What you are asked to do
Reproduce all of the entries below word for word, leaving the pictures out.

BEGIN Supplied material

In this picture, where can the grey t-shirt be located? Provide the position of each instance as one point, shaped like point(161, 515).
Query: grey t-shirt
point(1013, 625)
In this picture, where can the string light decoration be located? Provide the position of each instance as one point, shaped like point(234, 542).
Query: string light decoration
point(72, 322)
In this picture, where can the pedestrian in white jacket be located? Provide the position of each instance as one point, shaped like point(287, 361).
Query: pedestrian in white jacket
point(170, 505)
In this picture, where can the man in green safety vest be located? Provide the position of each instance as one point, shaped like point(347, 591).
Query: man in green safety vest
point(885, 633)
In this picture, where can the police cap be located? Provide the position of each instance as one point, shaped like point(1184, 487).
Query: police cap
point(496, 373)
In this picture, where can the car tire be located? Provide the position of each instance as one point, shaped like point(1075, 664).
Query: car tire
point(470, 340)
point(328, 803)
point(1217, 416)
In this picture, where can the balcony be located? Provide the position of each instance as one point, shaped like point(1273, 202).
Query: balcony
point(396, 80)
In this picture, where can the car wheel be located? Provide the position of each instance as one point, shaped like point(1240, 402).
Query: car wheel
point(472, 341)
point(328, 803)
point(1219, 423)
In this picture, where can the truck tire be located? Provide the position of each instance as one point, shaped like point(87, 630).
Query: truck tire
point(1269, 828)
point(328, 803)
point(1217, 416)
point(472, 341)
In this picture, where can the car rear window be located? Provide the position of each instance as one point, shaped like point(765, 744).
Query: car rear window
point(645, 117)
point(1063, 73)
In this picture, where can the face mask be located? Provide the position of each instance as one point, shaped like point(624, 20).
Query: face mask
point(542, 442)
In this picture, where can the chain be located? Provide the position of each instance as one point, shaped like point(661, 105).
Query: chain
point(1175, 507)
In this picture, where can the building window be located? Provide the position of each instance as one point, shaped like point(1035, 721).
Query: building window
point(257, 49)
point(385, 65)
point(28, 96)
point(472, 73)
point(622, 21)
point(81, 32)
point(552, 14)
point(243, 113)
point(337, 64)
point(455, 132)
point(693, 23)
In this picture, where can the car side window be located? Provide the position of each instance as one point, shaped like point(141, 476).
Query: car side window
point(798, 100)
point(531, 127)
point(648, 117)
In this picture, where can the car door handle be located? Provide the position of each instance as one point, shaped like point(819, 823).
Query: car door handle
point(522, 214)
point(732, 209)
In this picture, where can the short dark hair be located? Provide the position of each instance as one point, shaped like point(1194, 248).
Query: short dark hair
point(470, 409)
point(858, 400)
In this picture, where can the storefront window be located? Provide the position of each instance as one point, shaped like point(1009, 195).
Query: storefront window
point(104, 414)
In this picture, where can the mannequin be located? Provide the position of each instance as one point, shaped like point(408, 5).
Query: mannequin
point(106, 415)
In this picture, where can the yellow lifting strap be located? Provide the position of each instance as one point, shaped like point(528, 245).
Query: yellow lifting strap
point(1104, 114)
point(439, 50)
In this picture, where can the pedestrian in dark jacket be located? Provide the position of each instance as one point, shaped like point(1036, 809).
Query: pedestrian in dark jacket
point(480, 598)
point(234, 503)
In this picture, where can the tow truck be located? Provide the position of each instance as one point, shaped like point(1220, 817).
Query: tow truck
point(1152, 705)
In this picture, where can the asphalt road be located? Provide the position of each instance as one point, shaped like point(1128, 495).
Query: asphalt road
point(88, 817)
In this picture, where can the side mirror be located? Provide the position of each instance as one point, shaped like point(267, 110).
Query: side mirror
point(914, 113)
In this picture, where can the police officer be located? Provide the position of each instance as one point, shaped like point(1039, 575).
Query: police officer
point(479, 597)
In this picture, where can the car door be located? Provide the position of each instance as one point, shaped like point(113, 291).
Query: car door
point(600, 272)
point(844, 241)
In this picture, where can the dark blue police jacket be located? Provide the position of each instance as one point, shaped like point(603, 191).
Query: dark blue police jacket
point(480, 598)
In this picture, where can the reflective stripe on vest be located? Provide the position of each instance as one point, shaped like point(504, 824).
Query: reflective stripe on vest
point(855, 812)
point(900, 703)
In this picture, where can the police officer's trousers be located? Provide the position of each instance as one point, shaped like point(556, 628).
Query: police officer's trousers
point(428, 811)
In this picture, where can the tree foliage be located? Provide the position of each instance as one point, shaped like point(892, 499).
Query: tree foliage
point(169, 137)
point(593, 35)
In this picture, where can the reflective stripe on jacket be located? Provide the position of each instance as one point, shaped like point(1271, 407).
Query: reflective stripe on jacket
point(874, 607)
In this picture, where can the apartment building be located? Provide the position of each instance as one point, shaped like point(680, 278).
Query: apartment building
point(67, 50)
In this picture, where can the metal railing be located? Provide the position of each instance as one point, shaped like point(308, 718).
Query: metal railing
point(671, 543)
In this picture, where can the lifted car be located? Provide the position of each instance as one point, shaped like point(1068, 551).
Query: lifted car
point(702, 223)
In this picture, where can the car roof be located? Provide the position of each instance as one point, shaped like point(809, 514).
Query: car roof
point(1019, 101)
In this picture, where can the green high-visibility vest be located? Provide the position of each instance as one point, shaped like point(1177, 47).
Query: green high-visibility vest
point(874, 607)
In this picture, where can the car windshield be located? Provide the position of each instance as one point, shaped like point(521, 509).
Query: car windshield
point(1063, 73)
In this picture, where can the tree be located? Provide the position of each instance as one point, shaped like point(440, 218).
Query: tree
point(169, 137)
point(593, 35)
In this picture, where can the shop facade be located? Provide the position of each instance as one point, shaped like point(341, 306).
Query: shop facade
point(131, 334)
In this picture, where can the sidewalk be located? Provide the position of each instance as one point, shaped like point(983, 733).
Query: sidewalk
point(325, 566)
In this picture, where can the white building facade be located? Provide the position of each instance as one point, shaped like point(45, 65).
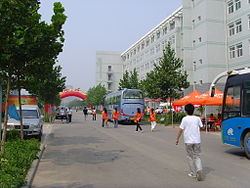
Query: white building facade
point(211, 36)
point(108, 69)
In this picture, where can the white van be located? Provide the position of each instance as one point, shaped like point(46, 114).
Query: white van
point(32, 121)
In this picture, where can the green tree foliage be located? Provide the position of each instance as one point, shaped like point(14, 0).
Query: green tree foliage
point(77, 103)
point(129, 80)
point(28, 45)
point(95, 95)
point(168, 78)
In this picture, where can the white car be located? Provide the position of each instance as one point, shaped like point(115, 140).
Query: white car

END Supplied material

Problem solution
In this picture, where can the grey t-shirt be located? Provide the position of each instance as one point, shaped like point(161, 515).
Query: grey t-shirt
point(1013, 625)
In this picture, where can the string light decoration be located? Provide the position of each instance as one point, shaped like point(234, 542).
Query: string light decoration
point(72, 322)
In this picture, where can the pedestrian in white jacket be located? Provide the position of each instance as one point, shaped like point(287, 361).
Query: pedestrian in white jacket
point(170, 505)
In this picture, where can the man in green safety vest be located? Provide the position of each instance as one point, shaped like point(347, 591).
Query: man in green safety vest
point(885, 633)
In this picture, where can the police cap be located? Provide the position of each instance as one point, shaped like point(1184, 487).
Query: police cap
point(496, 373)
In this picture, where can the car tire be located? Provide the position of each instance as one point, shaped like point(1075, 664).
Query: car tire
point(470, 340)
point(328, 803)
point(1217, 416)
In this picture, where can the balcony be located? Provide the position of each instance as one point, shaped like point(1273, 202).
Query: balcony
point(396, 80)
In this picture, where can the car wheel be located? Provide the position of each instance as one point, shaped like point(1240, 402).
Query: car wheel
point(472, 341)
point(328, 803)
point(1219, 423)
In this picture, where can the truck tire be located? Provide the position of each instance as one point, shaped like point(87, 630).
Query: truck tire
point(1269, 828)
point(328, 803)
point(1217, 416)
point(472, 341)
In this picture, where can the car rear window be located? Provide the position of each instance as one point, shaped like point(765, 744).
Query: car rear window
point(645, 117)
point(1063, 73)
In this picture, where can the face mask be located? Provide the position of each instance as one point, shaped like point(624, 20).
Query: face mask
point(542, 442)
In this picture, where can the chain be located? Provide the position of each instance as one point, shaped like point(661, 105).
Query: chain
point(1175, 507)
In this picture, where can the building window be located? Provide the position of each instance as one point, shaped like point(1035, 721).
Query: building window
point(257, 49)
point(385, 65)
point(28, 96)
point(472, 73)
point(622, 21)
point(81, 32)
point(552, 14)
point(243, 113)
point(337, 64)
point(455, 132)
point(693, 23)
In this picture, where can the car side window be located? Provide the position of each instance as one point, shaped like point(141, 476).
Query: car side window
point(798, 100)
point(531, 127)
point(648, 117)
In this picture, where can the car door handle be located? Provide the position of each instance as one point, shaped like point(819, 823).
Query: car door handle
point(522, 214)
point(732, 209)
In this picture, where can the short dark hair be located? Provide the position of each instance as one point, shaped like point(1194, 248).
Query: short dark hair
point(470, 409)
point(858, 400)
In this picture, where can the storefront window be located? Provide the position of each instance as one point, shaped like point(1009, 195).
Query: storefront window
point(104, 414)
In this picture, where can the mannequin be located? Provide the position of each instance as one point, shaped like point(408, 5).
Query: mannequin
point(106, 415)
In this picture, where can the yellow lifting strap be located? Provide the position of each instance as one point, shaped like point(528, 245).
Query: yellow lifting strap
point(1104, 114)
point(439, 50)
In this picture, where can the pedestrian in dark jacket be located? Provide the position of each instance as one point, shaped like point(1036, 809).
Query: pedestrian in dark jacket
point(480, 598)
point(234, 503)
In this picture, where can the tow truck be located? Provide the position of each instance as one point, shaped like point(1220, 817).
Query: tow truck
point(1152, 705)
In this picture, where can the asphalt road be located? Provide the position of each instance as one point, shaped like point(1128, 495).
Query: asphalt road
point(88, 817)
In this picture, where can the side mirror be located? Provide the position of each instance as one point, shaped like point(267, 110).
Query: side mirror
point(914, 113)
In this picture, where can the police officer be located? Provide the position of each instance as one point, shaped like point(1039, 575).
Query: police officer
point(479, 597)
In this picture, where can the car door be located? Provide the position of each instance as one point, shaped like point(113, 291).
Query: car door
point(600, 272)
point(844, 241)
In this picture, where can the dark blue police jacket be located? Provide the position of each instance as one point, shaped like point(603, 191).
Query: dark blue police jacket
point(480, 598)
In this picture, where can the reflective stripe on vest be located? Provide the position of each instance as one point, shaped like point(504, 824).
Query: reflective stripe on vest
point(855, 812)
point(900, 703)
In this picture, where can the police officer's trousers be located? Provide the position of each instance as one point, shaped like point(556, 628).
Query: police officer's trousers
point(428, 811)
In this picture, where can the tree foliage be located? Provide the position of each instance as one point, shaped like point(892, 499).
Query: tree foliage
point(169, 137)
point(593, 35)
In this picture, where can the reflective stripe on jacket be located? Provide the position of each instance as one point, shaped like point(1271, 407).
Query: reflective stripe on jacket
point(874, 607)
In this picture, where can the apartment building be located? Provide the position of each instance as one point, shaped like point(680, 278).
Query: apartment building
point(67, 50)
In this picture, where can the metal railing be located? Provide the position of each instance as one point, shaped like point(308, 718).
Query: metal railing
point(671, 543)
In this picture, where can the lifted car be located? Provide the position of each instance as one point, shaped like point(1068, 551).
Query: lifted car
point(702, 223)
In this picture, where can the car roof be located? Provide the position of each instance as one point, shaped like point(809, 514).
Query: car roof
point(1019, 101)
In this picture, where can the green high-visibility vest be located? Provide the position of each instance as one point, shaped like point(1177, 47).
Query: green high-visibility vest
point(874, 607)
In this picture, where can the car windshield be located? Provide the position of each instance as one point, shaped like point(521, 509).
Query: car windshield
point(1063, 73)
In this picture, where can the tree be located? Provide the position of each instance as one point, shaped like point(440, 218).
Query: tree
point(169, 137)
point(593, 35)
In this picture, where can the shop facade be located? Provide the position of each instance as one point, shaped like point(341, 306).
Query: shop facade
point(131, 334)
In this picture, where can the sidewalk be located? Provide the position of each instance as one point, shaped like point(983, 733).
Query: sidewalk
point(325, 566)
In this picture, where can the white building facade be located? Provide the position of each instance as one point, shaped like point(45, 65).
Query: white building facade
point(211, 36)
point(108, 69)
In this picture, where can the white van be located? Provide the position of each instance as one point, shaped like point(46, 114).
Query: white van
point(32, 121)
In this picture, where can the green tree foliage be located? Provide the position of each instance as one point, shaped like point(14, 0).
Query: green tree foliage
point(77, 103)
point(129, 80)
point(28, 45)
point(95, 95)
point(168, 78)
In this picture, where can the white car be located? Provide the position of each instance as one point, shaped like point(115, 140).
Query: white car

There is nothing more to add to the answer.